= The task =
Reproduce the lines of the entries from the very first line through the line containing "positive clicks: (993, 484)", including both ends.

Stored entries
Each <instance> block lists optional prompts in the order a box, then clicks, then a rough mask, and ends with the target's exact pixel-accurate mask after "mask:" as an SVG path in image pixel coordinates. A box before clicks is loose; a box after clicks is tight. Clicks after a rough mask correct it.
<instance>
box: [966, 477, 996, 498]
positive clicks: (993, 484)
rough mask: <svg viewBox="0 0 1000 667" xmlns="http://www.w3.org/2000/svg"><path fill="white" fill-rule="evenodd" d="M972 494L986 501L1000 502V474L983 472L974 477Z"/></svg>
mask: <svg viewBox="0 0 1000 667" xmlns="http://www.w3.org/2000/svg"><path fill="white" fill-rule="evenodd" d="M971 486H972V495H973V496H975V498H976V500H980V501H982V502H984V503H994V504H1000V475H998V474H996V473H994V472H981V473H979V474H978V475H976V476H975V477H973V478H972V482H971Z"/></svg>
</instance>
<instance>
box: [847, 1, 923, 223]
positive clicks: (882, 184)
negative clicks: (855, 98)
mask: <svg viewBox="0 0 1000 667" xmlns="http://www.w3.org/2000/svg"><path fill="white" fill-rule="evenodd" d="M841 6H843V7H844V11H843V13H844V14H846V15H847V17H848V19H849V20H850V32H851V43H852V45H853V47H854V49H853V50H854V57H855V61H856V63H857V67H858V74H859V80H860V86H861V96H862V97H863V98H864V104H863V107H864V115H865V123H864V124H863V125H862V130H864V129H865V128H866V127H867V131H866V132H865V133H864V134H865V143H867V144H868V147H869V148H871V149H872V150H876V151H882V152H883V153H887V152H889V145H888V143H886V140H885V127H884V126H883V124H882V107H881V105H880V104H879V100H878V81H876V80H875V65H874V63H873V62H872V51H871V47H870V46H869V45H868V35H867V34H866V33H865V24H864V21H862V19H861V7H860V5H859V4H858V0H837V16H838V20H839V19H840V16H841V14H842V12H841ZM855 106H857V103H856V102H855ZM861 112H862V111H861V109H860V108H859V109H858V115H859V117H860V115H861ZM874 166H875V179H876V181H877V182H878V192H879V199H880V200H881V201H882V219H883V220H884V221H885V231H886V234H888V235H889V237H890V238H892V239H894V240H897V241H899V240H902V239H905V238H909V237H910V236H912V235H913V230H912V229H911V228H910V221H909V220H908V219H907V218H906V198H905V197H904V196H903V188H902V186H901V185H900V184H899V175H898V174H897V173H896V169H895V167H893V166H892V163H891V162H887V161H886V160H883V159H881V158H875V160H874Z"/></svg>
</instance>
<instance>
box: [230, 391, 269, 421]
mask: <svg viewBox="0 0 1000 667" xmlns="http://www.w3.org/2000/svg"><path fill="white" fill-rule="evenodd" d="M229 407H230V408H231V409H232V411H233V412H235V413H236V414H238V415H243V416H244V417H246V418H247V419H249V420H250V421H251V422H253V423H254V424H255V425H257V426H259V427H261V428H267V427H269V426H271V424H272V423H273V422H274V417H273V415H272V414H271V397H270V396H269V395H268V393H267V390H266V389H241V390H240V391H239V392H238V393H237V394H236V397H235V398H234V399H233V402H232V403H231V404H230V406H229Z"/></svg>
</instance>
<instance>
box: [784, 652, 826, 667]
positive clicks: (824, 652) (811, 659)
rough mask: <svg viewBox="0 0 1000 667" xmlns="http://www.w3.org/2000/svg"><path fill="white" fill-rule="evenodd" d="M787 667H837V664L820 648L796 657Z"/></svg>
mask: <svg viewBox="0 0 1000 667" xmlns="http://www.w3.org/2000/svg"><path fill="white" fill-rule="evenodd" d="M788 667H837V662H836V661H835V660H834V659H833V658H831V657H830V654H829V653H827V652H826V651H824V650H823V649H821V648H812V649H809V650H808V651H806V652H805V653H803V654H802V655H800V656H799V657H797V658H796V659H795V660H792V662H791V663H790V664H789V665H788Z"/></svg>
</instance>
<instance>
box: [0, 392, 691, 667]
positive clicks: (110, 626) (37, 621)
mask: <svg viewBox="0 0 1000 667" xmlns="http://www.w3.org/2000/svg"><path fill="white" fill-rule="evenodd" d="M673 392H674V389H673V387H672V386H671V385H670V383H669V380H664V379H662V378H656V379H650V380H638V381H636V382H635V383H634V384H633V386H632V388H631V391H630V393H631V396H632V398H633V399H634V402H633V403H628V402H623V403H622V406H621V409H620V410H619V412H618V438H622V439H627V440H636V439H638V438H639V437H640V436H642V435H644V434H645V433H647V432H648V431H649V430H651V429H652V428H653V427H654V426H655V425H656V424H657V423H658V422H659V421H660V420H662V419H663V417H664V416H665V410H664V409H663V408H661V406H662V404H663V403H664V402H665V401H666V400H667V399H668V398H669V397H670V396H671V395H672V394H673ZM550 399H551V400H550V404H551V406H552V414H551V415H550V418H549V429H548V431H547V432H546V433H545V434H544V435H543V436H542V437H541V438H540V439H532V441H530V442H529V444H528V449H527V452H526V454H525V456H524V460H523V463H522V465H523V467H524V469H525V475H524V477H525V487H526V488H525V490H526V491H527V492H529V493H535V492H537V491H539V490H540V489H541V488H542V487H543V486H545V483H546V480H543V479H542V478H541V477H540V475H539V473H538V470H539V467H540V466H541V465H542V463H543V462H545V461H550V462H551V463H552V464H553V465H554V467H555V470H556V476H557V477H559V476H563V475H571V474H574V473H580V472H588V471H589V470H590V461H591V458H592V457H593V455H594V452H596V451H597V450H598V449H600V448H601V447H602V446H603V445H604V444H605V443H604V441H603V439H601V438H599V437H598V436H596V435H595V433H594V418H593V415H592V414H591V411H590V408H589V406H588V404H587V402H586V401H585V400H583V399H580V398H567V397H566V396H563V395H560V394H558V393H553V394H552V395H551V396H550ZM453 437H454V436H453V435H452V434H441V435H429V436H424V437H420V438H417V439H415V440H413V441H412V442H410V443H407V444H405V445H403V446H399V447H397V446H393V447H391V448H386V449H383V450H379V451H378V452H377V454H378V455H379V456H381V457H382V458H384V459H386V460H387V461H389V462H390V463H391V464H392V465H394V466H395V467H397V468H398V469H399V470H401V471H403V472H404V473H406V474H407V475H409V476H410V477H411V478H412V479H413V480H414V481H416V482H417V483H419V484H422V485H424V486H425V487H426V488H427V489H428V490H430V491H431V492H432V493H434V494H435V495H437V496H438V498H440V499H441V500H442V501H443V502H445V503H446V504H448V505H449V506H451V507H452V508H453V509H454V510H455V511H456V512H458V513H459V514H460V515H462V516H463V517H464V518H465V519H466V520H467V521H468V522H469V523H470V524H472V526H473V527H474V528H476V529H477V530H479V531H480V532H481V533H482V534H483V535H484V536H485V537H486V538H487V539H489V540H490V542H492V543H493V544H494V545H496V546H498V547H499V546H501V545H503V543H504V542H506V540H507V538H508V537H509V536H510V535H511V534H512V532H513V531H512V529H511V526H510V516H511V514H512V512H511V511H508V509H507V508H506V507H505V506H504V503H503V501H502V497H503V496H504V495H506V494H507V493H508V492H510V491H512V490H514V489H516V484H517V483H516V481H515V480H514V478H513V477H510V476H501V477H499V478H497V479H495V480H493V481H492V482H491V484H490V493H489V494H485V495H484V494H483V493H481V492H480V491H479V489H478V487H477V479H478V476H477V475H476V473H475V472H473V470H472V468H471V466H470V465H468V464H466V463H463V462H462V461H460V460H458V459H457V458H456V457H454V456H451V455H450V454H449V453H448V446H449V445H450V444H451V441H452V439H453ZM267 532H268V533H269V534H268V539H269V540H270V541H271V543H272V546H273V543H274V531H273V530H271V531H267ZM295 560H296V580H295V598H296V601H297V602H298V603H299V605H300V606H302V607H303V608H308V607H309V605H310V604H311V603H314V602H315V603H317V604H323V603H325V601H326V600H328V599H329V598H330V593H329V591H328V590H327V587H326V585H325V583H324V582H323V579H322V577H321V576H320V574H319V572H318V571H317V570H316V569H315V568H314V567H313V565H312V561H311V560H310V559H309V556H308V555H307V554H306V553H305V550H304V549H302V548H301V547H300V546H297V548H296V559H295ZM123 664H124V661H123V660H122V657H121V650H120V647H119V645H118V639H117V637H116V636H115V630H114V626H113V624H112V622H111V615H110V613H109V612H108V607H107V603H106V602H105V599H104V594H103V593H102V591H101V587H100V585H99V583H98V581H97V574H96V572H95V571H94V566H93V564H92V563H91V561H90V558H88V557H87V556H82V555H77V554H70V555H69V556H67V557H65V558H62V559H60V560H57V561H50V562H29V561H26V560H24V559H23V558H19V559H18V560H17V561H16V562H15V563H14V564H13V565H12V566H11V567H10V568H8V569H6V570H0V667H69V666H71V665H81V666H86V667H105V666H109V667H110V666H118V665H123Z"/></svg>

= Written reply =
Each <instance> block lists optional prompts in the order a box, then clicks, then a rough mask, and ends with the target's exact pixel-accurate mask after "mask:" as an SVG path in image pixel coordinates. A box before clicks is loose; a box after clicks is tight. Clicks after a rough mask correct it.
<instance>
box: [966, 477, 996, 498]
positive clicks: (993, 484)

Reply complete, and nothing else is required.